Exercise brief ▸
The pictures must be left out, while the rest of the data is copied exactly.

Data for this exercise ▸
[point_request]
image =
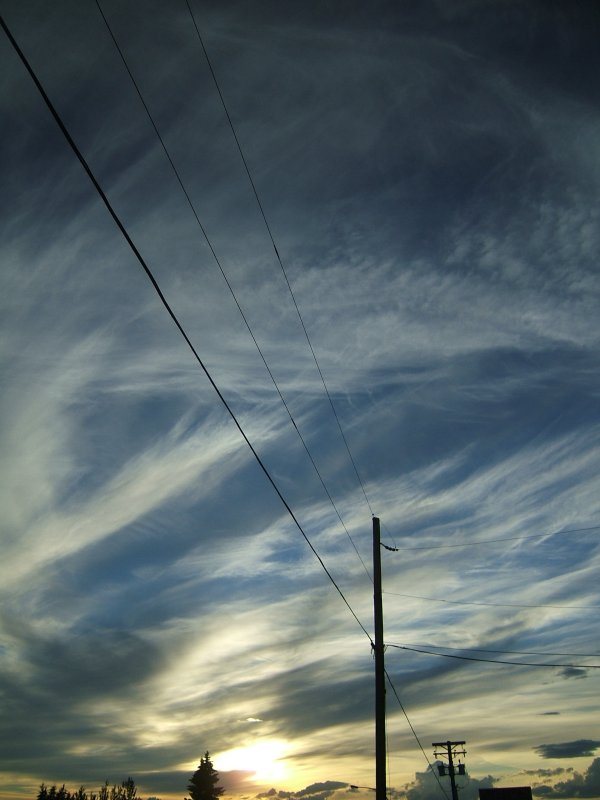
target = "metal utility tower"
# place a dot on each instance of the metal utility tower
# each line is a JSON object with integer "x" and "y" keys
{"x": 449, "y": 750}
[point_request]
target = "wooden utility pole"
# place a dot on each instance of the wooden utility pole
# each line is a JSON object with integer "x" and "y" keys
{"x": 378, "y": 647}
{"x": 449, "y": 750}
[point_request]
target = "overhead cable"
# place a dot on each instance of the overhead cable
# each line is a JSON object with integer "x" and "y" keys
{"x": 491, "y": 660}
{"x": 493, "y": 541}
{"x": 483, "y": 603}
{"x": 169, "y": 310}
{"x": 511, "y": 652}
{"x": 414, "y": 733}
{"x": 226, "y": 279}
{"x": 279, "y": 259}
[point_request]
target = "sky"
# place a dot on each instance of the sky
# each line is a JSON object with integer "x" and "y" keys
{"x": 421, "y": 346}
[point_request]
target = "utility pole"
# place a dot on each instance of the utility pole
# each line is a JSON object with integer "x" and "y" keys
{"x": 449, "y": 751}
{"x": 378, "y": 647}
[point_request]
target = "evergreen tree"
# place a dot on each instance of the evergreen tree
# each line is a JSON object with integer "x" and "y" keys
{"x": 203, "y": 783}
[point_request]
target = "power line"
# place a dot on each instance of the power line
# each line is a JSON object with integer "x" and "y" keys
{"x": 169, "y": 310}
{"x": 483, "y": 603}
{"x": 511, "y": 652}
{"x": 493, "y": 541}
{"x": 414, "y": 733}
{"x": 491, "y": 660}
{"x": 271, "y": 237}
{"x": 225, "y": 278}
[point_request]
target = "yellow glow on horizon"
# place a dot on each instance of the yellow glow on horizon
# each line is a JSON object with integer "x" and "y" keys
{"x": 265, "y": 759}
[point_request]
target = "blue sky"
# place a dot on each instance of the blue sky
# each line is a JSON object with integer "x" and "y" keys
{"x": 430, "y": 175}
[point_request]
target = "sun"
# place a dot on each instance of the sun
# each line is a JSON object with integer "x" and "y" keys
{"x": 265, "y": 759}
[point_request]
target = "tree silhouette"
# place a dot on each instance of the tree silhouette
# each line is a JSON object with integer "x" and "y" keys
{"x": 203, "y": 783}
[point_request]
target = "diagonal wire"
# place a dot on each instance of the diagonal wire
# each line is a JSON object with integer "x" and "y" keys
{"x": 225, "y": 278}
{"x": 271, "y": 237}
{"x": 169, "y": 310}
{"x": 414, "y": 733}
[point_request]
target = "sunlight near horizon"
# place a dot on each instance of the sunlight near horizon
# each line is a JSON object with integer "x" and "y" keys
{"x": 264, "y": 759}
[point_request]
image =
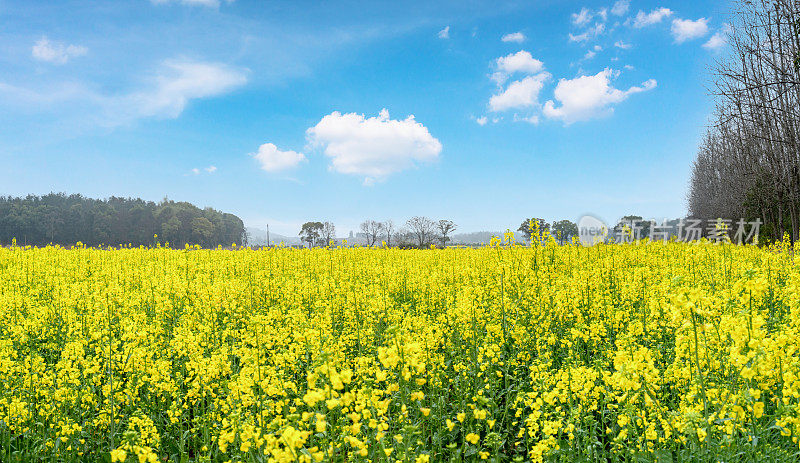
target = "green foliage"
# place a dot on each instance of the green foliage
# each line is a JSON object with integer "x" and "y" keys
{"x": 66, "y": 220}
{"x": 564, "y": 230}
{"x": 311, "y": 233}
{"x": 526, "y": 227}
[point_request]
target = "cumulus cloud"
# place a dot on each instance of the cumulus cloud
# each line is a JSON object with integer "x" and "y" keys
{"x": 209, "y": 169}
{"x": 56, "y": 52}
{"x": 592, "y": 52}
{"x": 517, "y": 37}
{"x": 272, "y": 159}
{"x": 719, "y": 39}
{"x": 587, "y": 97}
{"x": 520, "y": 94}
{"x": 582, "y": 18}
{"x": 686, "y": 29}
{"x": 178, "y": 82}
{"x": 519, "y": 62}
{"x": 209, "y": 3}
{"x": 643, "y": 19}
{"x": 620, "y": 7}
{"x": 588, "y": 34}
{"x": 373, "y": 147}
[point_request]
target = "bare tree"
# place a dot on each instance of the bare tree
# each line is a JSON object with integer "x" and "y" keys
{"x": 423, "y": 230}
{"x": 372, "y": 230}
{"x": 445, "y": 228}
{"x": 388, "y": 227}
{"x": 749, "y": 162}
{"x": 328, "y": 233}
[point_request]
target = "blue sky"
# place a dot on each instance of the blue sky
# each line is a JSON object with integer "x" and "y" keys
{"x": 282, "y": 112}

Exercise answer ▸
[point_request]
image =
target = "metal utility tower"
# place a dot on each instance of the metal utility tower
# each line is a JSON object with integer "x" and "y" keys
{"x": 449, "y": 750}
[point_request]
target = "wooden utility pole"
# place a dot on each instance of the wooden utility pole
# each line is a JSON object with integer "x" and "y" keys
{"x": 378, "y": 647}
{"x": 449, "y": 750}
[point_request]
target = "overhead cable"
# place a dot on each instance of the overhead cable
# each line is a JSON object with integer "x" and "y" keys
{"x": 491, "y": 660}
{"x": 493, "y": 541}
{"x": 483, "y": 603}
{"x": 169, "y": 310}
{"x": 511, "y": 652}
{"x": 414, "y": 733}
{"x": 226, "y": 279}
{"x": 279, "y": 259}
[point_request]
target = "sky"
# place a dot on each instance of the sky
# each line is a JSON object with integer "x" and "y" keys
{"x": 421, "y": 346}
[point_request]
target = "utility pole"
# place a dot on each instance of the utility pole
# each line is a JSON object with integer "x" and "y" keys
{"x": 449, "y": 751}
{"x": 378, "y": 647}
[point_request]
target = "evergreen tree"
# place a dot on each instance of the evergreen tree
# each line is a JSON object with integer "x" and "y" keys
{"x": 203, "y": 783}
[point_request]
target = "power line"
# place a dot on each instance of the power line
# each line is a JSON object with integer "x" and "y" keys
{"x": 169, "y": 310}
{"x": 483, "y": 603}
{"x": 511, "y": 652}
{"x": 493, "y": 541}
{"x": 414, "y": 733}
{"x": 491, "y": 660}
{"x": 271, "y": 237}
{"x": 225, "y": 278}
[point_request]
target = "yellow glow on horizon"
# place a dot on each instance of the yellow glow on horizon
# each line is a JSON object with integer "x" and "y" keys
{"x": 265, "y": 759}
[point_request]
target = "blue sky"
# place a dot on each instance of the blue sky
# each line is a JSON object with integer "x" and "y" keys
{"x": 430, "y": 175}
[point_request]
target = "sun"
# place a dot on each instance of the sun
# each line is a JSON object with integer "x" and "y" keys
{"x": 265, "y": 759}
[point_request]
target = "tree silhouette"
# place a dot on each instance of the tree silhouette
# each line is a JSON object with integer "x" and "y" keys
{"x": 203, "y": 783}
[point_request]
target = "diagonal wire"
# place a dot on each instance of the diagonal wire
# each line is a JSON object with integer "x" and "y" keys
{"x": 225, "y": 278}
{"x": 271, "y": 237}
{"x": 169, "y": 310}
{"x": 414, "y": 733}
[point_request]
target = "sunlight near horizon"
# place a dot on each instance of the sunlight near horizon
# each line is a JSON object with integer "x" and "y" keys
{"x": 264, "y": 759}
[point_request]
image =
target = "green foliage"
# place a dot on each instance of the green foliage
# each line is a JSON object with integer "x" and "y" keys
{"x": 66, "y": 220}
{"x": 564, "y": 230}
{"x": 311, "y": 233}
{"x": 526, "y": 227}
[point_request]
target = "cumulus cloud"
# place a dot on each instance of the cumulus cloud
# each line is a JSON object with integer "x" and "y" keys
{"x": 209, "y": 169}
{"x": 56, "y": 52}
{"x": 592, "y": 52}
{"x": 517, "y": 37}
{"x": 272, "y": 159}
{"x": 719, "y": 39}
{"x": 587, "y": 97}
{"x": 520, "y": 94}
{"x": 582, "y": 18}
{"x": 686, "y": 29}
{"x": 178, "y": 82}
{"x": 519, "y": 62}
{"x": 209, "y": 3}
{"x": 643, "y": 19}
{"x": 620, "y": 7}
{"x": 588, "y": 34}
{"x": 373, "y": 147}
[point_request]
target = "bare tree"
# place a dot on each instance of the bare tree
# each line is a JSON object with integer "x" and "y" keys
{"x": 423, "y": 230}
{"x": 372, "y": 230}
{"x": 445, "y": 228}
{"x": 388, "y": 227}
{"x": 749, "y": 162}
{"x": 328, "y": 233}
[point_request]
target = "blue sky"
# place a dot on each instance of the blue sky
# each line is a JSON object with integer "x" and "y" keys
{"x": 282, "y": 112}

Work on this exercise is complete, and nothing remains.